ACTIVITY =>
Only those lines from the one with "the calm sea" through the last line of the material below should be output, each exactly as it appears.

[Start of Attachment]

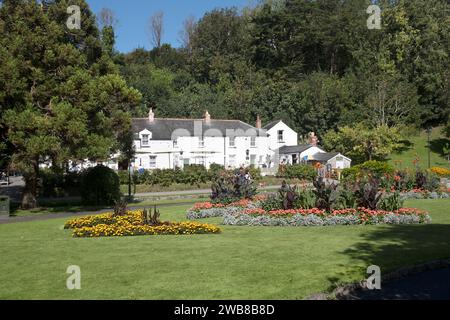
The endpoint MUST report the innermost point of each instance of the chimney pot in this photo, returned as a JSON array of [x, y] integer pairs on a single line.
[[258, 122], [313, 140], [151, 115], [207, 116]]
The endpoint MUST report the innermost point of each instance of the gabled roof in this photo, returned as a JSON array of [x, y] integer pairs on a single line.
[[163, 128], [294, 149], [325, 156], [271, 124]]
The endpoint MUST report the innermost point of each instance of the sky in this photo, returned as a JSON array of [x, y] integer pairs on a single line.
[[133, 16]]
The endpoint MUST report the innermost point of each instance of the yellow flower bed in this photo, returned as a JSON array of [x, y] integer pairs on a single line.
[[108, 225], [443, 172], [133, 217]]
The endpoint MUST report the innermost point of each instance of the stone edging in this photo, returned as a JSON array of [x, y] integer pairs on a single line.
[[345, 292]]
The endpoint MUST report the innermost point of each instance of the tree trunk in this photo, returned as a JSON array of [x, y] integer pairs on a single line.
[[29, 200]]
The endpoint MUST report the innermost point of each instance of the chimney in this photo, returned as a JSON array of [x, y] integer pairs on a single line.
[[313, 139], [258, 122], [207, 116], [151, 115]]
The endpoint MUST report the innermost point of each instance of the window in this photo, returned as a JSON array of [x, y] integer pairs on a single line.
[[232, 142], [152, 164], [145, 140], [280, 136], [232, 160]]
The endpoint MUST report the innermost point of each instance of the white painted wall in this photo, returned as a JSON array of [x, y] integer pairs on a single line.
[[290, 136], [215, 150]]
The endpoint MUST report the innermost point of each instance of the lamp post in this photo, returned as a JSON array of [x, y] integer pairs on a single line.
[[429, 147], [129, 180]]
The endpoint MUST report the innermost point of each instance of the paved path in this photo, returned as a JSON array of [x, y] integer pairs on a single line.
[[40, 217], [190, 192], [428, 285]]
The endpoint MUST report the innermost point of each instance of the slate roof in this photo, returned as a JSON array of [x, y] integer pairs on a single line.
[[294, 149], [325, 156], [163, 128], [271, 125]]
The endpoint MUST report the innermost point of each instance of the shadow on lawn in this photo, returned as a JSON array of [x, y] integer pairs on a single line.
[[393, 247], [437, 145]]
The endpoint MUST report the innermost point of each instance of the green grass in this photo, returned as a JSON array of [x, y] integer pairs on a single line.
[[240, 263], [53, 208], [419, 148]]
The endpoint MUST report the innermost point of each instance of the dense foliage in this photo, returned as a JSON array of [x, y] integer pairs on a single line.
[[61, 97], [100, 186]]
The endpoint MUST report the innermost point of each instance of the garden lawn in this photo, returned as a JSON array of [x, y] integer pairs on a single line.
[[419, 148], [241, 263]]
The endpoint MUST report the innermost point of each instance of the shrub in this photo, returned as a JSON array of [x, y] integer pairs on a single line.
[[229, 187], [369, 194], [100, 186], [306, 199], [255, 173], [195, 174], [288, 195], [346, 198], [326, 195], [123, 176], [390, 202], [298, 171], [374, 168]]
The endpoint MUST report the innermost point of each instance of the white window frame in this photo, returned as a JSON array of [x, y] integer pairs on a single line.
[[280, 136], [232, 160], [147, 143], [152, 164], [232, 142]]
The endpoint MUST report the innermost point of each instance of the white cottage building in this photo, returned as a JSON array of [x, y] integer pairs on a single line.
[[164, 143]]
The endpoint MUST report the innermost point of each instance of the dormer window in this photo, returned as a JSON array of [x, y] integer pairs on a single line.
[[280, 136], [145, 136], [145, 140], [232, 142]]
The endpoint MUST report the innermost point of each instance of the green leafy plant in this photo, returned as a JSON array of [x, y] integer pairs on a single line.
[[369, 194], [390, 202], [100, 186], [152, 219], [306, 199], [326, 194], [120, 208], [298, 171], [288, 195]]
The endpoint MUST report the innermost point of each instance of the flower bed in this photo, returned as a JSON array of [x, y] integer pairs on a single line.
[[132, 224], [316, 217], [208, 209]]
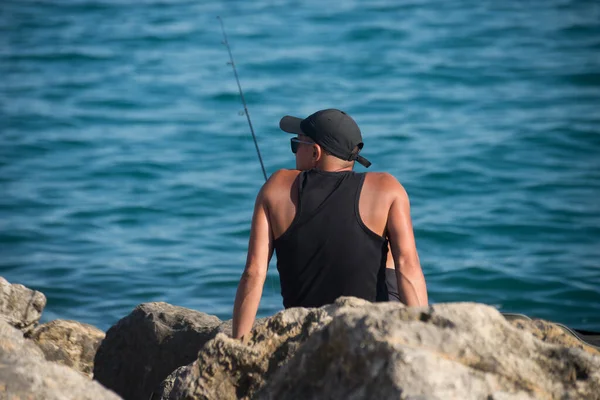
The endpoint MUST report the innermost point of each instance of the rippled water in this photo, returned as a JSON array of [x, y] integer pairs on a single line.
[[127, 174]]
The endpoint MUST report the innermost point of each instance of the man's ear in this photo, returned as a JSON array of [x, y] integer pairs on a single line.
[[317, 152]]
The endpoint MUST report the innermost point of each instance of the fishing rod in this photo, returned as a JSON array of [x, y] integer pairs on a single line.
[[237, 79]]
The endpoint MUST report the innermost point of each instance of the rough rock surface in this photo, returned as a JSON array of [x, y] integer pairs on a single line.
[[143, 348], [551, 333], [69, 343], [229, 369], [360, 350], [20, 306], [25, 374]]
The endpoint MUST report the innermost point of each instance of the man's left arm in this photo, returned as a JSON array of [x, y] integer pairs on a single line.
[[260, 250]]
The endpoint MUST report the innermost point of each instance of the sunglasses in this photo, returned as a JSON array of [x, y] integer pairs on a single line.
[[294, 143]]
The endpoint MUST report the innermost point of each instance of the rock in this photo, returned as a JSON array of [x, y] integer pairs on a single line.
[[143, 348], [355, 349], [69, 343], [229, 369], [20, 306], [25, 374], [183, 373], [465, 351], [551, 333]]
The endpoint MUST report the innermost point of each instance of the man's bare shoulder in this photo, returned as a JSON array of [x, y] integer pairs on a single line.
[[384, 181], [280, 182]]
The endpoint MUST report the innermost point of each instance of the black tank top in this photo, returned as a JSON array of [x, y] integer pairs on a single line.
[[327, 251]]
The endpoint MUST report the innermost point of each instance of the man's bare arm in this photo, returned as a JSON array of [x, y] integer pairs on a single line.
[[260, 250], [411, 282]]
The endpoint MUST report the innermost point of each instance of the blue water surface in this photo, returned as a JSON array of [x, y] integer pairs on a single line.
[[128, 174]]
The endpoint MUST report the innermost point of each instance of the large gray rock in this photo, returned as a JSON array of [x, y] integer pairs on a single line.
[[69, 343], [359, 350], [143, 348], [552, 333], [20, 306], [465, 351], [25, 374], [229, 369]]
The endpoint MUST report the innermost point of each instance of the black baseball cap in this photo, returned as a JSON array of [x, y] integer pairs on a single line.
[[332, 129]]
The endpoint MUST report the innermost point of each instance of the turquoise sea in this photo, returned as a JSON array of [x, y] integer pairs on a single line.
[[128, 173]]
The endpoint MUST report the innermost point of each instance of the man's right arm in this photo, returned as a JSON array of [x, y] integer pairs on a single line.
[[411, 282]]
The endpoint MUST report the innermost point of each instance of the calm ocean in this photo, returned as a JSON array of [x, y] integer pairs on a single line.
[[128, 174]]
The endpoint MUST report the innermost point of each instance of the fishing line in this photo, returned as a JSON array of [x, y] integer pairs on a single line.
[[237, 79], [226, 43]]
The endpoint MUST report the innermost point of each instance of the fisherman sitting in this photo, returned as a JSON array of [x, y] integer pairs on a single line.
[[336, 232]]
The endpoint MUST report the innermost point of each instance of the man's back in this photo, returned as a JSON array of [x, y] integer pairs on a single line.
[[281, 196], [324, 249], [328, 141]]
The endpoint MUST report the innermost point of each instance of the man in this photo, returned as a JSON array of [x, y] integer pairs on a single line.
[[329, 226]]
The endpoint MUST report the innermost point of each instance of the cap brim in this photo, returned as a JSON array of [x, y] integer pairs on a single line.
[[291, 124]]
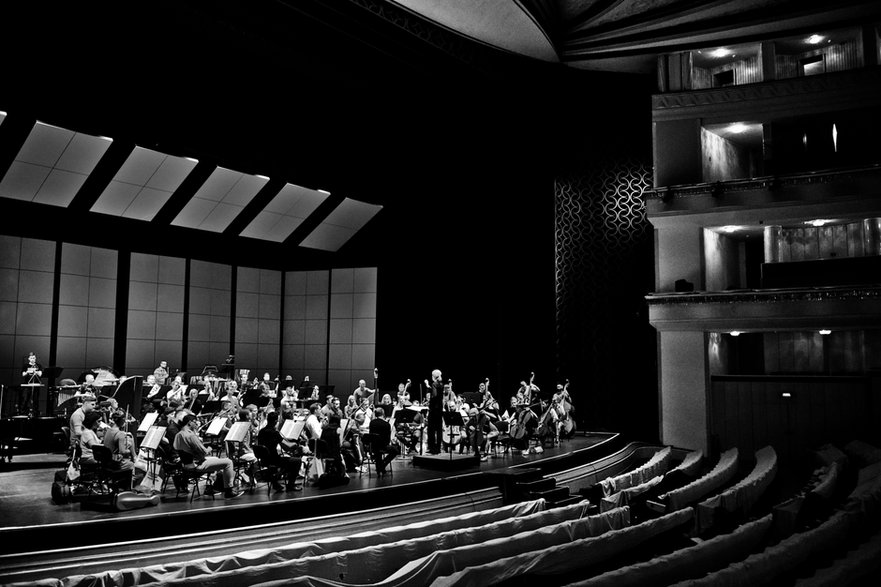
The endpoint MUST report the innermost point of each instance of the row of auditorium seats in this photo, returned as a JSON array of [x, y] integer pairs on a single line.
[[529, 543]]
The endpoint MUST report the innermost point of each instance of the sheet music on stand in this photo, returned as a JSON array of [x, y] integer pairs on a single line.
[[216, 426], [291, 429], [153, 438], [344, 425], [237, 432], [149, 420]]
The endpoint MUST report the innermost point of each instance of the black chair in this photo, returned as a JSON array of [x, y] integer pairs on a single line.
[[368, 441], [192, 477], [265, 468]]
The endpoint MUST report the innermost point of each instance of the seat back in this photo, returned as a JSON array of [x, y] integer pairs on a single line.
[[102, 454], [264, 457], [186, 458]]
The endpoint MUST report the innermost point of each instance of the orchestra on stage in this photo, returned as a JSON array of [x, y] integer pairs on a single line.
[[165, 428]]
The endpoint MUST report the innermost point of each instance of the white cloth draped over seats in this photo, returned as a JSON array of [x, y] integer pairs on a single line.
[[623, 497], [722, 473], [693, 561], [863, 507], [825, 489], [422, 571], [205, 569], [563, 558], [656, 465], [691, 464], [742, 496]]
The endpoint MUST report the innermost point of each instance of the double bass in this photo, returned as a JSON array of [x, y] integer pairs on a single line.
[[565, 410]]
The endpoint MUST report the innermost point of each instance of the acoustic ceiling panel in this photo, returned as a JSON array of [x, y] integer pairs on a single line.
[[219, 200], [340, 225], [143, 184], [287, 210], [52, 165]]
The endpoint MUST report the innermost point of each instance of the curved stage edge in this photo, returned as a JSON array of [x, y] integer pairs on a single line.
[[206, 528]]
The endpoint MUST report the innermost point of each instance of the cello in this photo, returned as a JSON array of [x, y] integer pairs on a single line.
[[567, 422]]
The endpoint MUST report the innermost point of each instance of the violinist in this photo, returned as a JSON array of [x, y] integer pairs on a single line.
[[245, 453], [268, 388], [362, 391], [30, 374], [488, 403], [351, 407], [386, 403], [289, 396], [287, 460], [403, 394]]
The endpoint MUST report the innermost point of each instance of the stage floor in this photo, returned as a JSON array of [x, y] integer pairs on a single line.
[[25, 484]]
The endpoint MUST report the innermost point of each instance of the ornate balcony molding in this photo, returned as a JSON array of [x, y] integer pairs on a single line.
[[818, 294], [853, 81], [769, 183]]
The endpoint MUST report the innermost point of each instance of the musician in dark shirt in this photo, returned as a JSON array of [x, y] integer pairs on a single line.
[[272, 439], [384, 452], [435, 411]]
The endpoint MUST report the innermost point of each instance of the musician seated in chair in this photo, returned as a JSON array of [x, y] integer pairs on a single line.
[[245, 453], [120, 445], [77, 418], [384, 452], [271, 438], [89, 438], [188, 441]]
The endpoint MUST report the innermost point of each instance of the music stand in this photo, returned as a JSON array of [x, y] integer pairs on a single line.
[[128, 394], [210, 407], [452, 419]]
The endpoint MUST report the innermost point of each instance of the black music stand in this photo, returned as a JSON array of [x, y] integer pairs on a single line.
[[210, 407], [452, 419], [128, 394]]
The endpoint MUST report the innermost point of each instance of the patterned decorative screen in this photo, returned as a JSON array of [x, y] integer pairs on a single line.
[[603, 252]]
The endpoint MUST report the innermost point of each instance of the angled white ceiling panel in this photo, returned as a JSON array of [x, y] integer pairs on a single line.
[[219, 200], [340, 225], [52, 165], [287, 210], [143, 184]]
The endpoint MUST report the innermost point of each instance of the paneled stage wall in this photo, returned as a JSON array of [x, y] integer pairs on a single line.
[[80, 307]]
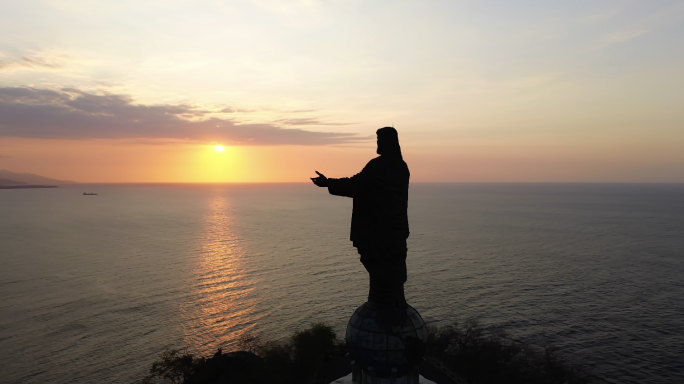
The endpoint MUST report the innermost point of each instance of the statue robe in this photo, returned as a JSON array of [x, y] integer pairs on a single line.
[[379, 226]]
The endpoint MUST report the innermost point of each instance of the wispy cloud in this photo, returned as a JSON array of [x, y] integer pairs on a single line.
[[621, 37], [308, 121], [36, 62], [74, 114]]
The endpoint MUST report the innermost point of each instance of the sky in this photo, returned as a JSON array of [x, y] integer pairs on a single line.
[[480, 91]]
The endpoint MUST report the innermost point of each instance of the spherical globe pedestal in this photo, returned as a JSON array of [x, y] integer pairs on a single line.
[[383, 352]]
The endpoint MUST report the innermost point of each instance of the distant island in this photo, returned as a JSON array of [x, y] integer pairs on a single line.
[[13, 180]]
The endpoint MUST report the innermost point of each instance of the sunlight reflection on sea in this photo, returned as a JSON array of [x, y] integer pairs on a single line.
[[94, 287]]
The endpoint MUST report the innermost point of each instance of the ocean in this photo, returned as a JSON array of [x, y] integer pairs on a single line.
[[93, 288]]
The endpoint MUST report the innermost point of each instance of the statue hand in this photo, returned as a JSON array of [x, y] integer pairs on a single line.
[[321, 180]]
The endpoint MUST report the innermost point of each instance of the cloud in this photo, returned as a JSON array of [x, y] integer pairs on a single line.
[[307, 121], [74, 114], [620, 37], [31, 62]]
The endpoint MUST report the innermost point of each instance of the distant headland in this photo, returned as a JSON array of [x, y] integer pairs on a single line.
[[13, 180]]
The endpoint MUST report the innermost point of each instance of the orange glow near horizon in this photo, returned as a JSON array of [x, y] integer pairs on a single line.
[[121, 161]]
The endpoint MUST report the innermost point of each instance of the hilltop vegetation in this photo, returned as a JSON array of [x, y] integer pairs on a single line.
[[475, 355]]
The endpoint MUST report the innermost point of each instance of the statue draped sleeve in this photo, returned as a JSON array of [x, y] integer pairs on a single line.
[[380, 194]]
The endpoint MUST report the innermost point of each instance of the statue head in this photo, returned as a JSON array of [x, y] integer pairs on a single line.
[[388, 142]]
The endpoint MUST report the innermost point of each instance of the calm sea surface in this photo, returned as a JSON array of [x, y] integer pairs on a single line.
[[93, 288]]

[End of Attachment]

RESPONSE =>
The endpoint MUST report the innermost point of each instance of the calm sea surface in this photo, returned as a JSON array of [x, y] integer pairs on a single line.
[[93, 288]]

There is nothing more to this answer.